■ Exercise requirements: Reproduce the data line for line, from the line containing "segment front tire" down to the line containing "[[[236,58],[236,23],[235,23],[235,44],[234,44],[234,58]]]", including both of those lines.

■ Dataset rows:
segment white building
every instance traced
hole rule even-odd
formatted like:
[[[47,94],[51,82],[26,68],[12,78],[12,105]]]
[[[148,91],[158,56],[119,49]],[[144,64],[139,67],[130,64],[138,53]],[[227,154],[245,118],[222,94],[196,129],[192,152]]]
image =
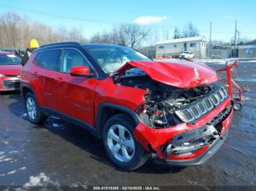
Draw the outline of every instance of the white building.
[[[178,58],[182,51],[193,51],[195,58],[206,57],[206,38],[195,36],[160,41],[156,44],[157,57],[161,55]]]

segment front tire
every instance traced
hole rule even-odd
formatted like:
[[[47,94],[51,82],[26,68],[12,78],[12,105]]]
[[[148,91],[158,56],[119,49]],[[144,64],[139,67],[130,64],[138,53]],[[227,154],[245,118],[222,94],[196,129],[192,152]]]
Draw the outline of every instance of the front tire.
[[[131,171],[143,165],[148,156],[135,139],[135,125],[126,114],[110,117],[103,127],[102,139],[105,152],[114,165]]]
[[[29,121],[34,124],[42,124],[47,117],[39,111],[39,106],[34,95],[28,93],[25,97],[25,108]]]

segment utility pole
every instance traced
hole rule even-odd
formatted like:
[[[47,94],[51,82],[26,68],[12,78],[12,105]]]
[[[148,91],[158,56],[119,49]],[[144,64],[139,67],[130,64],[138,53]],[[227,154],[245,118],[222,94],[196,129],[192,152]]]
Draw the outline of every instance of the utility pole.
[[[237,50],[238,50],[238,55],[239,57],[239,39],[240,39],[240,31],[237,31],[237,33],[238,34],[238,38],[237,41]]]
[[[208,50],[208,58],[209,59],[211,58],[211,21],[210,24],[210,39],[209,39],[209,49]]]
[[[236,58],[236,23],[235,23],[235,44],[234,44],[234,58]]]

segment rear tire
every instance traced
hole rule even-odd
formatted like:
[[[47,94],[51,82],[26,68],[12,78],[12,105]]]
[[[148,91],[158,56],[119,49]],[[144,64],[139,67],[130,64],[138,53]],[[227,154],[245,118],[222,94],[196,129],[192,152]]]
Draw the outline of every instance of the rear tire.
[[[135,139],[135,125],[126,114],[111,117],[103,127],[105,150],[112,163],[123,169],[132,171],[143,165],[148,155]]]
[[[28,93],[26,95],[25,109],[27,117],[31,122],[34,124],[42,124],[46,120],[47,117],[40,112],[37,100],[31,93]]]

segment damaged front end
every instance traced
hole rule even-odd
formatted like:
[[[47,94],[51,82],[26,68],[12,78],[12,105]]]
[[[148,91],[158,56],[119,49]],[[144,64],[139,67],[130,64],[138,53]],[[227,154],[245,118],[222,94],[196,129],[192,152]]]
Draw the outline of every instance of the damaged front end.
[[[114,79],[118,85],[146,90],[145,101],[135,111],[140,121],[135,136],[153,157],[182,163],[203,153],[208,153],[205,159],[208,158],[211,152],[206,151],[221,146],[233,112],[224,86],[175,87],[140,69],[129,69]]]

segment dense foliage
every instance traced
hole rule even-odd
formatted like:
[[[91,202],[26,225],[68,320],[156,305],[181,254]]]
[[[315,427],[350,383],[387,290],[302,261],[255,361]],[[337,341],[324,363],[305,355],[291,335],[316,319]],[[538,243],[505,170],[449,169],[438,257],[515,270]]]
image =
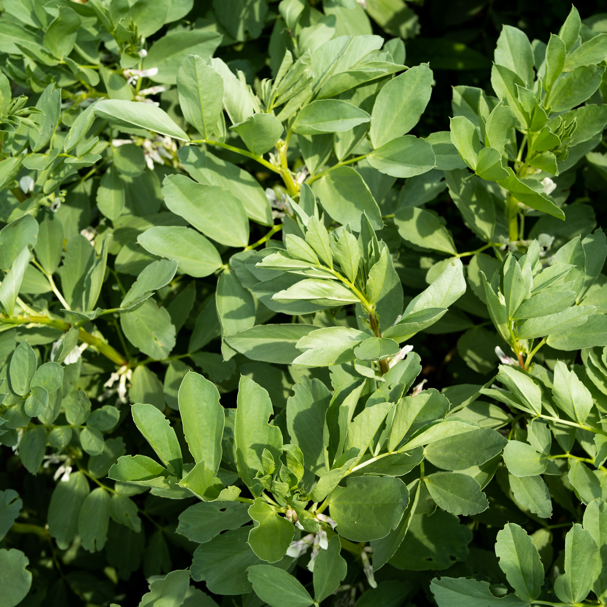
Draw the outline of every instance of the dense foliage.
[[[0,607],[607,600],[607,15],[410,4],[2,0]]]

---

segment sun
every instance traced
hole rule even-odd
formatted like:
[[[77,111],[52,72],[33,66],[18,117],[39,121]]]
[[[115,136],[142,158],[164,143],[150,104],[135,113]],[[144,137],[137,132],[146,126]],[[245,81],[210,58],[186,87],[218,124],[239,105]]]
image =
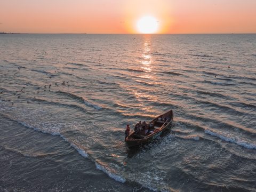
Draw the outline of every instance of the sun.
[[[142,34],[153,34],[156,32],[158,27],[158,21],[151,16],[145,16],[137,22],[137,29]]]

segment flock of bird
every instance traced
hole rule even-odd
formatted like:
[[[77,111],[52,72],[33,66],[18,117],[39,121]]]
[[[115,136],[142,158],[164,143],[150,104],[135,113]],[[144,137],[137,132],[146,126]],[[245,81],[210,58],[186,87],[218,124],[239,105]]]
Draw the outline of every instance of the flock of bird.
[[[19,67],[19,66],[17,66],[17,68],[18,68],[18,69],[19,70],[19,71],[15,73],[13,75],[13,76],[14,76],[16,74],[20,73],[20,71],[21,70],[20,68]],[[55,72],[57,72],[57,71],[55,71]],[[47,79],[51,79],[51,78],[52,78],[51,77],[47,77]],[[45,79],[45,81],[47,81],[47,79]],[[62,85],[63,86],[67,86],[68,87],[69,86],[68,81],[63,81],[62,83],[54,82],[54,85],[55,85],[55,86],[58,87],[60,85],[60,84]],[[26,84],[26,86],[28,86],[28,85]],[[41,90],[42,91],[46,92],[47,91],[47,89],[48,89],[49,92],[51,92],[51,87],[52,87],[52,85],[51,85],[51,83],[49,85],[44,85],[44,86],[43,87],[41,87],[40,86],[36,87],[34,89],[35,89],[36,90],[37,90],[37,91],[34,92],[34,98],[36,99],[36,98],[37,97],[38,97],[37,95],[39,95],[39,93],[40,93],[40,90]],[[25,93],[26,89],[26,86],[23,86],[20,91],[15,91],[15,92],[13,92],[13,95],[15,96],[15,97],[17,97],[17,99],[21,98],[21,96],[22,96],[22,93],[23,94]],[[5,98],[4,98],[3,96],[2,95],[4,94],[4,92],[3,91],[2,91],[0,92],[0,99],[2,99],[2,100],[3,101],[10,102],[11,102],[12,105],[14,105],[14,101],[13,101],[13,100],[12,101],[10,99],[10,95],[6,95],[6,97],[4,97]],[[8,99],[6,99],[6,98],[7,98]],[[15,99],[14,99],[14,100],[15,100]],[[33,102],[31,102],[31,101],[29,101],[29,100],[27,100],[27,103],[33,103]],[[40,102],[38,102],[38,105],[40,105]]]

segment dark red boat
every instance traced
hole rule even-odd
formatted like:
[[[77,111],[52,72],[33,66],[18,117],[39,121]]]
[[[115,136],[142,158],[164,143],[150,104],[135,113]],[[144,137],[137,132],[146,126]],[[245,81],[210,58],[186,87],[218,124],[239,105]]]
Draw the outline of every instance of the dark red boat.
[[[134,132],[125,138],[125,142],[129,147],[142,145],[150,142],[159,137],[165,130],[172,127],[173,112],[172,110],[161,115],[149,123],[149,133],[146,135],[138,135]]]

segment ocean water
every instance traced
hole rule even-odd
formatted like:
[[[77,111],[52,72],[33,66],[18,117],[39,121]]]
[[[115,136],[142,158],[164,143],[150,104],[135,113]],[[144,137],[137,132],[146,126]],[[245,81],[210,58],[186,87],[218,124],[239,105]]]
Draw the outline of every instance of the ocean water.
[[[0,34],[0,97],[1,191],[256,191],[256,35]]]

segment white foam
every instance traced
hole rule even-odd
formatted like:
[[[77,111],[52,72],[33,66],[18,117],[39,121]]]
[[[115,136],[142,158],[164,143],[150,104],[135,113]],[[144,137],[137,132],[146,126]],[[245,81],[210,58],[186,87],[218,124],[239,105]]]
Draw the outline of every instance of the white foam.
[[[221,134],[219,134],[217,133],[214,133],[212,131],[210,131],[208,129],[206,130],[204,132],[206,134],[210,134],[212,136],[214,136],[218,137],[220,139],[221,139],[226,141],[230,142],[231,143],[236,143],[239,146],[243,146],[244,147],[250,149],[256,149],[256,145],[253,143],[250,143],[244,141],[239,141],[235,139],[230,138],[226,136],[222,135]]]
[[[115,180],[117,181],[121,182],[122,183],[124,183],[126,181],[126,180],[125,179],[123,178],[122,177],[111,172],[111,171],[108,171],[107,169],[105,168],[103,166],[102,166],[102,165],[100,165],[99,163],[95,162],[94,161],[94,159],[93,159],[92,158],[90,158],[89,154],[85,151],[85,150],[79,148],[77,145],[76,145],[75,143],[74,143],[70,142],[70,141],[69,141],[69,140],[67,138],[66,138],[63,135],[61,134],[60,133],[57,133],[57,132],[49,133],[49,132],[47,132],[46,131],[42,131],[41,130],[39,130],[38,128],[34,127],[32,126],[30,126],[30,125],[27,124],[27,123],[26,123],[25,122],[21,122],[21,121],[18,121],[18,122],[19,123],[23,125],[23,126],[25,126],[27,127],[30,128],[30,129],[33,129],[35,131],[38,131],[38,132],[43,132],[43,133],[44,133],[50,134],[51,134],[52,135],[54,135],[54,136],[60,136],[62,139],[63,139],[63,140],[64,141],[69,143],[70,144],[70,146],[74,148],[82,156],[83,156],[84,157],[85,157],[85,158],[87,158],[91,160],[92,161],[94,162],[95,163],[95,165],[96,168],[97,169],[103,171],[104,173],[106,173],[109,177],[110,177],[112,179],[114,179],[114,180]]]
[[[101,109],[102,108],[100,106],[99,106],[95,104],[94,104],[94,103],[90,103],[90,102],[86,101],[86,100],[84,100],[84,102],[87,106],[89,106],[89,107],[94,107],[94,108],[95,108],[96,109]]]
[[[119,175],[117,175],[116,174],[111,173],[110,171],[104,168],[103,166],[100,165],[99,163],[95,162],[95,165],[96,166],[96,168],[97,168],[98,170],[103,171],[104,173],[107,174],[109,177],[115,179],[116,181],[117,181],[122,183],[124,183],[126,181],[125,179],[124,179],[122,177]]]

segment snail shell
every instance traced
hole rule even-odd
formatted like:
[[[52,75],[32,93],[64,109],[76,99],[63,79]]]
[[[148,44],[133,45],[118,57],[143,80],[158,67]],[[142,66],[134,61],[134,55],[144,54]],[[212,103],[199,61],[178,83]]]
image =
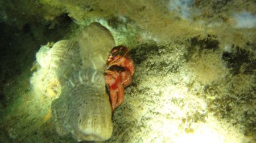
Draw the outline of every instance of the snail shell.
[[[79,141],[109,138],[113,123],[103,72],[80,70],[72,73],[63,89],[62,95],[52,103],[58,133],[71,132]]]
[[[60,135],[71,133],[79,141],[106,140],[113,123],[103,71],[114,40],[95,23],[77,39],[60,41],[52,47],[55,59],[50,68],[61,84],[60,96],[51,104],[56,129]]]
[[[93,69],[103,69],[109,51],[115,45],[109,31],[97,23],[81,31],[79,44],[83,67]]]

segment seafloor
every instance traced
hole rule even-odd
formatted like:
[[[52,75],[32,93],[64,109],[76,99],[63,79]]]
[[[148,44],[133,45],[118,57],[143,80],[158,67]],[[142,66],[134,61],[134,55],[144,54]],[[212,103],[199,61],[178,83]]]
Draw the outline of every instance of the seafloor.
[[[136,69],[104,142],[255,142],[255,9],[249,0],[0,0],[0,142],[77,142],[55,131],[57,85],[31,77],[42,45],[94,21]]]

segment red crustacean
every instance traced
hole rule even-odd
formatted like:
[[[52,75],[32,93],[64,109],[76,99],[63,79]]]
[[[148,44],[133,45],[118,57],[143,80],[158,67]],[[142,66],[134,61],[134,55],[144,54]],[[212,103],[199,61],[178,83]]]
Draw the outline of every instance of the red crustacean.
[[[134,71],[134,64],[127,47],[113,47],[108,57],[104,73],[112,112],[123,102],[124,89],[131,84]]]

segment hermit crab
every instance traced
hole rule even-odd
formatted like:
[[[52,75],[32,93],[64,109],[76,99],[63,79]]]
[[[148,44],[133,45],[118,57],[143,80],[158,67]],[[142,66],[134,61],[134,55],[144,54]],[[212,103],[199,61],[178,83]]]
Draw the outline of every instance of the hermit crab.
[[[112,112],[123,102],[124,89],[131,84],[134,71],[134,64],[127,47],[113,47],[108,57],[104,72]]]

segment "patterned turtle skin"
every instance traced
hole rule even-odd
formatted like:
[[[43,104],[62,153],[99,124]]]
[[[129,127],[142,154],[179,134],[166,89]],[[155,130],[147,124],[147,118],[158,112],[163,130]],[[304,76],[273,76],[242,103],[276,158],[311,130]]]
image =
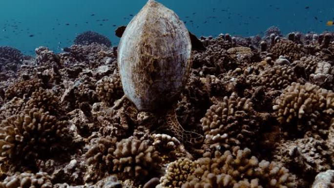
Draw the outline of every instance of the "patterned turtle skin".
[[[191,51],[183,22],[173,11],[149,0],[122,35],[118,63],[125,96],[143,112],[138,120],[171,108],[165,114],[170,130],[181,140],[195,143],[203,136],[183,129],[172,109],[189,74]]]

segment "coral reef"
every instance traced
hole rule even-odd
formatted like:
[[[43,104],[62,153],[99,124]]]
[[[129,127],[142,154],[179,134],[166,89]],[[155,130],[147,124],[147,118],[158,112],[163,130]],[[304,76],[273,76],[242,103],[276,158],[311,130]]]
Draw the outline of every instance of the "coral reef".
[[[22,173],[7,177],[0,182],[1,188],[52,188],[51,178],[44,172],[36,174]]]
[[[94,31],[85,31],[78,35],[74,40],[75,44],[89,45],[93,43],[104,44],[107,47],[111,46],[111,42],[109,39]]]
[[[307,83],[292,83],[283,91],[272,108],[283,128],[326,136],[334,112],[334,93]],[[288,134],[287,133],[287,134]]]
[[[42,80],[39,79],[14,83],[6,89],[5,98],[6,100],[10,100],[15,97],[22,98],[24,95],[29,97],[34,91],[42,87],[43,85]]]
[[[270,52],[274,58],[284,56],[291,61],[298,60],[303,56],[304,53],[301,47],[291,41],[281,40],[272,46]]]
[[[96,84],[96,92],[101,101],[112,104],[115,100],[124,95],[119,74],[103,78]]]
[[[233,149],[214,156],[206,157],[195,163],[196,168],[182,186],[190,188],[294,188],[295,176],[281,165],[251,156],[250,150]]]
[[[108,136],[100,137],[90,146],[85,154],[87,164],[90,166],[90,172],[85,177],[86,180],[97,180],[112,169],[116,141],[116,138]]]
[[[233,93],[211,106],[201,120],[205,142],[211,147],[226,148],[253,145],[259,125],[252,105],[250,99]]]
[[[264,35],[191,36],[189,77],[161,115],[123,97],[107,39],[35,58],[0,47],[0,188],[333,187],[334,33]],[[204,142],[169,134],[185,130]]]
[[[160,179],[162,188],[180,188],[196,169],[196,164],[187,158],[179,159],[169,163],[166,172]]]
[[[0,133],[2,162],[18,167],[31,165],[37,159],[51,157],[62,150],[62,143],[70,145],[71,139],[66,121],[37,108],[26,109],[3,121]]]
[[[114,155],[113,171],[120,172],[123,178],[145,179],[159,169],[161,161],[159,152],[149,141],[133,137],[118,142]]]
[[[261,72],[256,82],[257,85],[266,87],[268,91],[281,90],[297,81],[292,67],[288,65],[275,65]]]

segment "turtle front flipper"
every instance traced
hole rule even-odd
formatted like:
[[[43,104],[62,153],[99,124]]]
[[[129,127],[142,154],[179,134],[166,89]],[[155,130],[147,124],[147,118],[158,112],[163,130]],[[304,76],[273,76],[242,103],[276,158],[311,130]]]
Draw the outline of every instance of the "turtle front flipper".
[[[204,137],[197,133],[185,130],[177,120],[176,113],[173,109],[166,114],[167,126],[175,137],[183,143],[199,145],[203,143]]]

■ Exercise answer:
segment front tire
every instance traced
hole rule even-odd
formatted like:
[[[47,94],[51,82],[26,68],[12,78],[12,105]]]
[[[148,91],[158,56],[119,49]],[[144,64],[139,67],[130,64],[138,53]],[[227,154],[245,118],[222,94],[196,129],[192,152]]]
Draw the outline of every instance of the front tire.
[[[131,171],[143,165],[148,156],[135,139],[135,125],[126,114],[110,117],[103,127],[102,139],[105,152],[114,165]]]
[[[29,121],[34,124],[42,124],[47,117],[39,111],[39,106],[34,95],[28,93],[25,97],[25,108]]]

segment utility pole
every instance traced
hole rule even-odd
formatted like:
[[[47,94],[51,82],[26,68],[12,78],[12,105]]]
[[[148,91],[158,56],[119,49]],[[144,64],[139,67],[130,64],[138,53]],[[227,154],[245,118],[222,94],[196,129],[192,152]]]
Draw the outline of every instance of the utility pole.
[[[237,50],[238,50],[238,55],[239,57],[239,39],[240,39],[240,31],[237,31],[237,33],[238,34],[238,38],[237,41]]]
[[[208,50],[208,58],[209,59],[211,58],[211,21],[210,24],[210,39],[209,39],[209,49]]]
[[[236,58],[236,23],[235,23],[235,44],[234,44],[234,58]]]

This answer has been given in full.